Prompt A: According to the market summary, what share of global oil consumption passes through the Strait of Hormuz?
Prompt B: Carry the market summary forward from its final sentence.

Extract to read:
--------------------------------------------------

Market Movers: On Friday, the top gainers were Robin Energy Ltd (+317.91%), followed by Houston American Energy Corporation (+119.19%). On the contrary SharpLink Gaming, Inc (-71.69%) and K Wave Media, Ltd (- 50.6%) declined the most the same day.

Commodities Update: Oil prices eased after sharp rallies, as investors dialed back risk-off trades amid signs that the Israel-Iran conflict may not escalate further. WTI and Brent crude futures retreated despite recent surges, with traders reassured that Iran’s oil infrastructure remains intact. However, renewed strikes and concerns over potential disruptions at the Strait of Hormuz kept geopolitical risks elevated, as about 20% of global oil consumption passes through this key chokepoint. Gold prices slipped but stayed near record highs, supported by safe-haven demand amid Middle East tensions. Markets remain focused on upcoming central bank decisions, particularly the Federal Reserve’s policy outlook, with expectations for potential rate cuts later this year reinforced by soft inflation data. Investors are also watching for updates on U.S. trade policy as tariff decisions loom.

Macro Update: The yield on the 10-year U.S. Treasury rose above 4.43% as geopolitical tensions and macroeconomic factors fueled inflation concerns, reducing hopes for dovish signals from the Federal Reserve. With energy prices surging amid Israel-Iran hostilities, markets expect the Fed to keep rates steady, while looking to the upcoming projections for insight on how policymakers’ views align with Wall Street’s expectations for rate cuts this year.

--------------------------------------------------

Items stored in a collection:
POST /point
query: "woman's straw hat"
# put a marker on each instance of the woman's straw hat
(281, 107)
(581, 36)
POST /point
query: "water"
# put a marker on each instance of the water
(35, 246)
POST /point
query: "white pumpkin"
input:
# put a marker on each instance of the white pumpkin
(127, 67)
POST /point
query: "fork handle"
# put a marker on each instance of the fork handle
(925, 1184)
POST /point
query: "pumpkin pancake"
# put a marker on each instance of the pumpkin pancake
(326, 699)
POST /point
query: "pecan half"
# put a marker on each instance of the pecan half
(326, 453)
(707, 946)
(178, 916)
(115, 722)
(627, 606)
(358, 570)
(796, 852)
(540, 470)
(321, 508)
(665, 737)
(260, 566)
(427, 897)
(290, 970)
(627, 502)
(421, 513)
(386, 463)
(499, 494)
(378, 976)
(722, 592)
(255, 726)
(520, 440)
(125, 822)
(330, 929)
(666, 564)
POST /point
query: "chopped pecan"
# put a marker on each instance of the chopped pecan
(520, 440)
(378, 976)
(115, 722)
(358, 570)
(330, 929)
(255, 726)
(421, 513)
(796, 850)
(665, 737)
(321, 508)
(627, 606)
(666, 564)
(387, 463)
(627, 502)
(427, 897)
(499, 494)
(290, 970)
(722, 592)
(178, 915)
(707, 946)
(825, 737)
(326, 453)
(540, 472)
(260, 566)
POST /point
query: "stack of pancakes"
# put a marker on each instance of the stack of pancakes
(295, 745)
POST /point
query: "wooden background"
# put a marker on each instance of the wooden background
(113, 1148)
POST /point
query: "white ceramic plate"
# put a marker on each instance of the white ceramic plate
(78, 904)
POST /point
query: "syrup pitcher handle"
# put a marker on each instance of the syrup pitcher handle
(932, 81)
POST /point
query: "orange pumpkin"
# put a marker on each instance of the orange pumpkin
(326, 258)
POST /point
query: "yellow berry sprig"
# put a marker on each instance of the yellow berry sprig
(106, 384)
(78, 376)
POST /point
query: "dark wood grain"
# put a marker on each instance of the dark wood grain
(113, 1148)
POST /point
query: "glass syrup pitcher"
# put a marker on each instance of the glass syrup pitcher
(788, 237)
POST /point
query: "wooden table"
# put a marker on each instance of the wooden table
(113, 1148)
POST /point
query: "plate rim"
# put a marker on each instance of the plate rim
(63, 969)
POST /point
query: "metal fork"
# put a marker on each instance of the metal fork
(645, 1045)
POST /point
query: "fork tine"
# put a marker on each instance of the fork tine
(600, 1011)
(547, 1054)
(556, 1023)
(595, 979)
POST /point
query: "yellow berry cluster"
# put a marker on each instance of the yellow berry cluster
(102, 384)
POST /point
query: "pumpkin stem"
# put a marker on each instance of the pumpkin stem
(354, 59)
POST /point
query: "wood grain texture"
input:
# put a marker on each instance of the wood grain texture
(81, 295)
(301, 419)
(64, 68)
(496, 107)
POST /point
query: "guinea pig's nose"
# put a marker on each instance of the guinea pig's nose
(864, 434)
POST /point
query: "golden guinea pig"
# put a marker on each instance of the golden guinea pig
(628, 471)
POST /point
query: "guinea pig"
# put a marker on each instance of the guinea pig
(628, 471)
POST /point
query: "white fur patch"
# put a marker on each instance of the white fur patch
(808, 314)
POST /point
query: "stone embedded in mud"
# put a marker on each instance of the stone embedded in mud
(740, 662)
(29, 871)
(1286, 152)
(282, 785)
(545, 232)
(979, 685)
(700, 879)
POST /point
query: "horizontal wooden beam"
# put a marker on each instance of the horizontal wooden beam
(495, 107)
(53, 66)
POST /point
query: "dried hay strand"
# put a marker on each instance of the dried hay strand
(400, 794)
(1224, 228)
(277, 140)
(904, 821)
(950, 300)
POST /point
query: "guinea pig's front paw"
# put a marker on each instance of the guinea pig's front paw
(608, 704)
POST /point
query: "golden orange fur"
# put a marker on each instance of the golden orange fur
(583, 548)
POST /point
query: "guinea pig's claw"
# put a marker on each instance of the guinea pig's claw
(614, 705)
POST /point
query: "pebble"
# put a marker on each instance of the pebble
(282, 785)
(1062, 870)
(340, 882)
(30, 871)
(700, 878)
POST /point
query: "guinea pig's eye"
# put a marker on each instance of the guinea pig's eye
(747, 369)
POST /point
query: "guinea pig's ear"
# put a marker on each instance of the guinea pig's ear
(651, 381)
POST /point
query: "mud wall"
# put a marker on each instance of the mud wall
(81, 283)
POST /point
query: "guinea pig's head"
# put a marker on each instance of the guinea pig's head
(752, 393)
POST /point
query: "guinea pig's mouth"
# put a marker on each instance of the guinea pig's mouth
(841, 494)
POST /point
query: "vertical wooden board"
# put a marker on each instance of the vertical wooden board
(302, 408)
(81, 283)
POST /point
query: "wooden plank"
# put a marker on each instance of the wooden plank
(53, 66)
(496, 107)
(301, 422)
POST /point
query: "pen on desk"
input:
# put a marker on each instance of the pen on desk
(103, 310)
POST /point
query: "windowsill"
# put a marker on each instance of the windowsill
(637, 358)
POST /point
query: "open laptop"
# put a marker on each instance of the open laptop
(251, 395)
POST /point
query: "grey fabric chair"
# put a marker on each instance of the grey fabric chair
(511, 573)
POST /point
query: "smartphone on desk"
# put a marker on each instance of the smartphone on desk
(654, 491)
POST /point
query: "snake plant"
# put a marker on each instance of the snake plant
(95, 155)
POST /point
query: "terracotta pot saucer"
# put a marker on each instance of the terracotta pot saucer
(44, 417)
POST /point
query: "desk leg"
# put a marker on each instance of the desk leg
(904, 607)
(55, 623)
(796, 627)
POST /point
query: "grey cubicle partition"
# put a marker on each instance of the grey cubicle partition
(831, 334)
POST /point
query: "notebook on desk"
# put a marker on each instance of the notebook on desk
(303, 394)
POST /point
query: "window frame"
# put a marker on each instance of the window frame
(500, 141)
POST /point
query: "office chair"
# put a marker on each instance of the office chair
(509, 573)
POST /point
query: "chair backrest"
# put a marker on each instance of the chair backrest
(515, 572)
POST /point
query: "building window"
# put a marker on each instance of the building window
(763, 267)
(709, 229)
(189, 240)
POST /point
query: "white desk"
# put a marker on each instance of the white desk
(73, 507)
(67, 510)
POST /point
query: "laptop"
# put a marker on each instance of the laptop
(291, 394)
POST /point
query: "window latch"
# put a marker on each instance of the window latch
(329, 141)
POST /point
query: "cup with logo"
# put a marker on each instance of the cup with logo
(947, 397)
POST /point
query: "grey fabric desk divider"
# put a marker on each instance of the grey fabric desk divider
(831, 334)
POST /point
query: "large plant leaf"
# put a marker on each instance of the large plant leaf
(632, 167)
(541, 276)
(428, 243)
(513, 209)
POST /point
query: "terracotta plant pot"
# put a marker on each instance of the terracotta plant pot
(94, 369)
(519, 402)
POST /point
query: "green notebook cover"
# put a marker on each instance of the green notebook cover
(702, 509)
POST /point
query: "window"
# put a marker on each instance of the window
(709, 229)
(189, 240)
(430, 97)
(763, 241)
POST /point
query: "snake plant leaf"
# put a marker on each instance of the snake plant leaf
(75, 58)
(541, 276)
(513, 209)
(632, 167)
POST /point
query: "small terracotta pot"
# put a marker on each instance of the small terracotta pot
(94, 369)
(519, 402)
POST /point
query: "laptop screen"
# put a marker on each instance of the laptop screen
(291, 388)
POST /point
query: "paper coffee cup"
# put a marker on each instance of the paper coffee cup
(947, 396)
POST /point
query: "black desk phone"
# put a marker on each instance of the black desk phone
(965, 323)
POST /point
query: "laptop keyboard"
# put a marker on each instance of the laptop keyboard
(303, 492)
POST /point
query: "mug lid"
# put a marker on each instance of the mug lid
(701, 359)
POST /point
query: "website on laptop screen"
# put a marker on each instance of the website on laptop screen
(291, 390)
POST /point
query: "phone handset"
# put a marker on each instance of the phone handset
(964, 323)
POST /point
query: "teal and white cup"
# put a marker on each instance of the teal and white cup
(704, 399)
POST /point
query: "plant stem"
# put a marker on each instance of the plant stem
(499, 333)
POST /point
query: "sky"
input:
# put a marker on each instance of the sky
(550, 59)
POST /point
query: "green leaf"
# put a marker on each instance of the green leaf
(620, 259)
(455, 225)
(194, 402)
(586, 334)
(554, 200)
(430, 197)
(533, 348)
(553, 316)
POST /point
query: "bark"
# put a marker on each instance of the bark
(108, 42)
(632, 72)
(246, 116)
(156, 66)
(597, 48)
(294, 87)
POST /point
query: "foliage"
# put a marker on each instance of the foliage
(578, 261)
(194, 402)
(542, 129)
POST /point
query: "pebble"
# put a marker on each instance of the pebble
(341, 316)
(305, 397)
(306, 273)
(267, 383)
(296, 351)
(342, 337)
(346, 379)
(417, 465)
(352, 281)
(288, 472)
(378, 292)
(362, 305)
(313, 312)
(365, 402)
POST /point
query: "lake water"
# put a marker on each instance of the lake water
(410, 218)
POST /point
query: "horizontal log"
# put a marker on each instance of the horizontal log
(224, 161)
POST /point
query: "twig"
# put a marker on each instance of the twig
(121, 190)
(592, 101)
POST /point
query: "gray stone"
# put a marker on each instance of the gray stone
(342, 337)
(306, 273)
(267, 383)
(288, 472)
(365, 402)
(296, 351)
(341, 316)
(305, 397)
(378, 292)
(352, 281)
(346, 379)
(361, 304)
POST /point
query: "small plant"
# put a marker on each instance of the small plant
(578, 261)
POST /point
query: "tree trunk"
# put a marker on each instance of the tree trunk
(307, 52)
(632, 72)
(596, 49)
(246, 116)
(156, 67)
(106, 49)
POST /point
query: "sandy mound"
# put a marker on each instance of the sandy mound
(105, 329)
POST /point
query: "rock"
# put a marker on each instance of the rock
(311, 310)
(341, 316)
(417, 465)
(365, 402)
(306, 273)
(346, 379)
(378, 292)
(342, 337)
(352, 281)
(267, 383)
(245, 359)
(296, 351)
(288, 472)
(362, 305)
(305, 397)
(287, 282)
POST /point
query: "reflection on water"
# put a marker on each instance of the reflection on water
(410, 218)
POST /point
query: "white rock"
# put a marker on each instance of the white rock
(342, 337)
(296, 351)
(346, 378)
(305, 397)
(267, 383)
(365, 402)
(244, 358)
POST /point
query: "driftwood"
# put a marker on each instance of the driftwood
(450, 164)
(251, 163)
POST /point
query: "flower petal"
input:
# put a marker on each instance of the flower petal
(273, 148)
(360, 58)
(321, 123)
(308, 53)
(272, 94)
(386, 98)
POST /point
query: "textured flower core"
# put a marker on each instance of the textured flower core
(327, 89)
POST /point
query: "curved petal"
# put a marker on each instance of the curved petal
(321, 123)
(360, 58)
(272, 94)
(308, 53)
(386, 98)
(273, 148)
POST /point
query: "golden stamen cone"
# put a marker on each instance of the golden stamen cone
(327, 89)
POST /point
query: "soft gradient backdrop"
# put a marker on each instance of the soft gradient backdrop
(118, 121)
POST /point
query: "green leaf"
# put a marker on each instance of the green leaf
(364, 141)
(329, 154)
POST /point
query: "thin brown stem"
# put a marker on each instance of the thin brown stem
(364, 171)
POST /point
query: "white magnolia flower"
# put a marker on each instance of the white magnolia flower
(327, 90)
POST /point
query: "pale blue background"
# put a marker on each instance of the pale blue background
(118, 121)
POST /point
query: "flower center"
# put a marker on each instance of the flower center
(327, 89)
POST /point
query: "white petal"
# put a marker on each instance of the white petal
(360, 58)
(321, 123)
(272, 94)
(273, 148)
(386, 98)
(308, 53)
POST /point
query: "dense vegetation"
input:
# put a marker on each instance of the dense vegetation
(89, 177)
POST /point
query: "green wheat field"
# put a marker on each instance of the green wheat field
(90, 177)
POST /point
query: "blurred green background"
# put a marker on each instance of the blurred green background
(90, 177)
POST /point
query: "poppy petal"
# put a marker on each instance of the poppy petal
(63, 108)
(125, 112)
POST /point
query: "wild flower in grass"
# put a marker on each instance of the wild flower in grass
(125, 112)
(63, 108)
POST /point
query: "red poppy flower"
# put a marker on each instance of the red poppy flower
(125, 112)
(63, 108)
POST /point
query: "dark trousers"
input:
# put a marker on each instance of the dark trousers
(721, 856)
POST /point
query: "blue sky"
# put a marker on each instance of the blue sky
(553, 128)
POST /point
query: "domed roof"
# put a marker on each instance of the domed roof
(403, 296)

--------------------------------------------------

Final answer A: About 20%.

Final answer B:
Futures Update: U.S. stock index futures moved higher as markets attempted to rebound from sharp losses in the prior week, with investors looking ahead to an upcoming Federal Reserve interest rate decision. Major indexes had recently declined, pressured by heightened Middle East tensions following airstrikes between Israel and Iran, which weighed on market sentiment and led to weekly losses across the S&P 500, Nasdaq Composite, and Dow Jones Industrial Average.

After a predominantly upward trend during the previous trading session, stocks experienced a sharp decline on Friday. The S&P 500 dropped by 68.29 points, or 1.1%, closing at 5,976.97. From a technical analysis standpoint, the index is currently near a confluence zone and has formed a bearish candle on the daily chart, indicating a potential period of consolidation in the short term. Nonetheless, the index remains above its key exponential moving averages, which bolsters a positive outlook and suggests these levels could act as near-term support. The primary support level is around 5,888, while resistance is anticipated near 6,066.